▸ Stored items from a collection
**********

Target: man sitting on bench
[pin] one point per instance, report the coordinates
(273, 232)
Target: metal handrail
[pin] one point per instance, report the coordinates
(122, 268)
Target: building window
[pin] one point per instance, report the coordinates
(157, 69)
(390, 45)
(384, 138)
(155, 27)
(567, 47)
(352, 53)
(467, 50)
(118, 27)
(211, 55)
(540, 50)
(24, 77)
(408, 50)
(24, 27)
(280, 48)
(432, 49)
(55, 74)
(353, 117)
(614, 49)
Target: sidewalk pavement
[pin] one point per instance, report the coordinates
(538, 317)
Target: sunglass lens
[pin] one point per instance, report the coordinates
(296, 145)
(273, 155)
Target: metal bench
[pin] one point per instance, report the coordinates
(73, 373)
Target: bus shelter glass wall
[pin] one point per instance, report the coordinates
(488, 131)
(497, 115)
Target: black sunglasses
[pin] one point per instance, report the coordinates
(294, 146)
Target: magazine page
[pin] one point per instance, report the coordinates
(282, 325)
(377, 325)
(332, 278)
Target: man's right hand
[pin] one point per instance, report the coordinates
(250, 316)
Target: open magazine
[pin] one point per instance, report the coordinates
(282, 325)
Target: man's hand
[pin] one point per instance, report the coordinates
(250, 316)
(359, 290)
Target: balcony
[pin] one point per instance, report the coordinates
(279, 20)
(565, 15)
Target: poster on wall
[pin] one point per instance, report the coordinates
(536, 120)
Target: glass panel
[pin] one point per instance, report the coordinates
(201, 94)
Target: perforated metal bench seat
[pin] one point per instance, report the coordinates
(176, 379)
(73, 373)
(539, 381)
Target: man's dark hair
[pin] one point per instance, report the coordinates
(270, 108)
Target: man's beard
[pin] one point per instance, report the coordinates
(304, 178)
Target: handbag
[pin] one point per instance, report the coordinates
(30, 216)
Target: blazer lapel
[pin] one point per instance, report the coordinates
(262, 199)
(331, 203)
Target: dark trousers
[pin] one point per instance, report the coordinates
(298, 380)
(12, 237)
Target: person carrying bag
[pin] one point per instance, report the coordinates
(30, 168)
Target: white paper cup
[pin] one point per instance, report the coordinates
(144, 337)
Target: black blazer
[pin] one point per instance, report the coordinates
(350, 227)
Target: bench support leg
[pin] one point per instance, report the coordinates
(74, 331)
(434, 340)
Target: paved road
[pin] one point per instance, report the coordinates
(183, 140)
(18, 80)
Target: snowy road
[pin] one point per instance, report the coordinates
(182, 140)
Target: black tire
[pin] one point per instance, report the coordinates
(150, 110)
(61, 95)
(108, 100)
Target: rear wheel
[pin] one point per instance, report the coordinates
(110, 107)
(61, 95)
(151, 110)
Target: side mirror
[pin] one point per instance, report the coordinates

**********

▸ What to work on
Reproduce all data above, unchanged.

▸ Exercise solution
Target: man sitting on bench
[pin] one point per instance, report the coordinates
(273, 232)
Target: metal handrail
[pin] one point per instance, report the coordinates
(122, 268)
Target: building window
[pin] one point per instance, report the coordinates
(157, 69)
(390, 45)
(384, 138)
(155, 27)
(567, 47)
(352, 53)
(467, 50)
(118, 27)
(211, 55)
(540, 50)
(24, 77)
(408, 50)
(24, 27)
(280, 48)
(432, 49)
(55, 74)
(353, 117)
(614, 49)
Target: sidewalk pavement
[pin] one point per instance, report the coordinates
(538, 317)
Target: sunglass lens
[pin] one point per instance, report the coordinates
(296, 145)
(273, 155)
Target: metal bench
[pin] one point per instance, report the coordinates
(73, 373)
Target: bus shelter glass wall
[pin] one point per instance, report the coordinates
(488, 131)
(497, 115)
Target: black sunglasses
[pin] one point per instance, report the coordinates
(294, 146)
Target: magazine page
[pin] one point per instance, report the coordinates
(282, 325)
(377, 325)
(332, 278)
Target: man's right hand
[pin] one point per instance, report the coordinates
(250, 316)
Target: open magazine
[pin] one point per instance, report the coordinates
(282, 325)
Target: man's hand
[pin] one point per instance, report the coordinates
(250, 316)
(359, 290)
Target: balcony
[pin] one point per instance, report the coordinates
(279, 20)
(565, 15)
Target: poster on wall
[pin] one point per instance, report the coordinates
(536, 120)
Target: glass panel
[pin] one point per instance, report the coordinates
(201, 94)
Target: perforated metal bench seat
[pin] one point per instance, report the coordinates
(176, 379)
(73, 373)
(539, 381)
Target: man's dark hair
[pin] one point per instance, report the coordinates
(270, 108)
Target: man's beard
[pin] one point per instance, report the coordinates
(304, 178)
Target: handbag
[pin] one point per instance, report the coordinates
(30, 216)
Target: blazer lapel
[pin] one point per instance, report the coordinates
(262, 199)
(331, 203)
Target: dark trousers
[pin] one point per instance, report the coordinates
(298, 380)
(12, 237)
Target: person carrying bag
[pin] one point per instance, report the coordinates
(30, 168)
Target: white paper cup
[pin] one point per instance, report the coordinates
(144, 337)
Target: black blazer
[pin] one point per instance, report the coordinates
(350, 227)
Target: bench support leg
[pin] one point per instance, report the coordinates
(74, 331)
(434, 340)
Target: paved road
[pin] one point per instance, report the coordinates
(183, 140)
(18, 80)
Target: snowy road
[pin] one point per instance, report the coordinates
(182, 140)
Target: black tire
[pin] one point per instance, report the coordinates
(150, 110)
(61, 95)
(108, 100)
Target: rear wheel
[pin] one point per instance, report the coordinates
(110, 107)
(61, 95)
(151, 110)
Target: side mirror
[pin] one point per instance, report the coordinates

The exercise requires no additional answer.